--- TASKS FOR THIS EXERCISE ---
1. In the story about the surprise pregnancy test, why did the narrator say Josh had to go buy the test at that very moment? Answer in one to three sentences.
2. In the story about the surprise pregnancy test, about how many times has the narrator had "that feeling"?
3. Continue the story about the surprise pregnancy test from its last line.

--- PASSAGE PROVIDED ---
About a week before Ember was born, I got that feeling. That feeling I have gotten, oh, about five times now. The feeling that is usually accompanied with nervous anticipation and hopeful anxiety. This time, however, that feeling carried with it nothing but absolute, stone cold dread.
When I told Josh I needed him to go buy me a pregnancy test, I think his reaction was something like, "You've got to be kidding me." I'm pretty sure that I immediately started yelping at him in tones only dogs could hear that I wouldn't kid about something like this and if he didn't go right this minute I would certainly keel over and die from the stress.
So he went, and I took it, and I have never seen a test turn positive so quickly or so cruelly. As Josh stood there in the doorway and I stared down at what I was sure had to be a bad dream, I lost it.
"Nonononononono you've got to be bleeping kidding me. Bleepity bleep bleep bleeperson Josh how the bleepity bleep did this happen bleep bleepity bleep."

--- Entries for bounding box labeling ---

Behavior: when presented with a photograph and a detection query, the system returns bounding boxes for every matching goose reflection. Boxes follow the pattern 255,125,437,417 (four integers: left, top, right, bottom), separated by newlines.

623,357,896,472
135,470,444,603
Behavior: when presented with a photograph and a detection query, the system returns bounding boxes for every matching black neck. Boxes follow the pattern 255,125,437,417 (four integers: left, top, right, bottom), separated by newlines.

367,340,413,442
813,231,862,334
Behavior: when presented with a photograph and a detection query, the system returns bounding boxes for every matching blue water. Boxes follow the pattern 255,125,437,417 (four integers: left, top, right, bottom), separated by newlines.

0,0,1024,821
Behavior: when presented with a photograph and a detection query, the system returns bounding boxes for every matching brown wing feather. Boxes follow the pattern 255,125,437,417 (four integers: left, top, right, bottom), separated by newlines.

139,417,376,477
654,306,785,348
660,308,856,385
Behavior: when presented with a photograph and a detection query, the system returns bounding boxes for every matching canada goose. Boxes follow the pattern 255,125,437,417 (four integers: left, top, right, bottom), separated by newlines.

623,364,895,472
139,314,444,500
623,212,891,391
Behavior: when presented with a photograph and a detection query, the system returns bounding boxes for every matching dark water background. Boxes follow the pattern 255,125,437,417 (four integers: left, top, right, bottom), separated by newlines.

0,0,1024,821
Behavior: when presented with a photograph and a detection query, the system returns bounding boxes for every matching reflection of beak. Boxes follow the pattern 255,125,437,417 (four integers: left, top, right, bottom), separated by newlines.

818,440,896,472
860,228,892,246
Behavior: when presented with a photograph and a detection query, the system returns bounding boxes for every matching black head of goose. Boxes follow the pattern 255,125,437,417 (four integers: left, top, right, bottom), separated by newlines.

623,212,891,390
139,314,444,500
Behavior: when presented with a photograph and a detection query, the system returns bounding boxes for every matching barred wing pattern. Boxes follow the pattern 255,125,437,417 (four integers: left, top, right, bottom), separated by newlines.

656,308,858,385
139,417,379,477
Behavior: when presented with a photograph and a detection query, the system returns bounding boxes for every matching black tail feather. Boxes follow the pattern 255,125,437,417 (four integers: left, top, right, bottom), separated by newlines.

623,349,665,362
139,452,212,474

--- EXPECTED RESPONSES ---
1. The narrator said that if Josh didn't go right that minute, the narrator would keel over and die from the stress.

2. About five times.

3.
Yes, I realize this is not language becoming of a Christian or a mother or anyone who isn't a soldier really. But please take a moment to understand where my heart was. My heart was, at that time, growing inside a birth mom who had just told us the baby she was planning to give to us had a terminal birth defect and would most likely die during or shortly after birth. My heart was immediately flooded with the dread of experiencing another miscarriage, or worse, another stillbirth. My thoughts were catapulted into memories of how hard the recovery from my first miscarriage was and how tedious and all-consuming the process of grieving Lily was and sometimes still is. I was smacked in the face with the record of our previous pregnancies and how no one in their right mind would bet on us if we were a football team. Our record was dismal at best. Add this to the fact that we were only days away from having to hold yet another baby with a death sentence. The timing was absolutely unbelievable.
While I sat there having my R-rated meltdown, Josh shook his head and sighed a sarcastic little laughy sigh and said, "Well. That sounds about right."
I then went into an entirely new panic mode. Let's say, by some miracle, I made it into the second trimester and we were forced to tell our friends and family about this little development? How could we possibly? What would happen with the adoption? How would people react? Most certainly they would react as badly as I currently was and probably never speak to us again. And then the baby would die, and everyone would say, "Well good grief. What did you think would happen?"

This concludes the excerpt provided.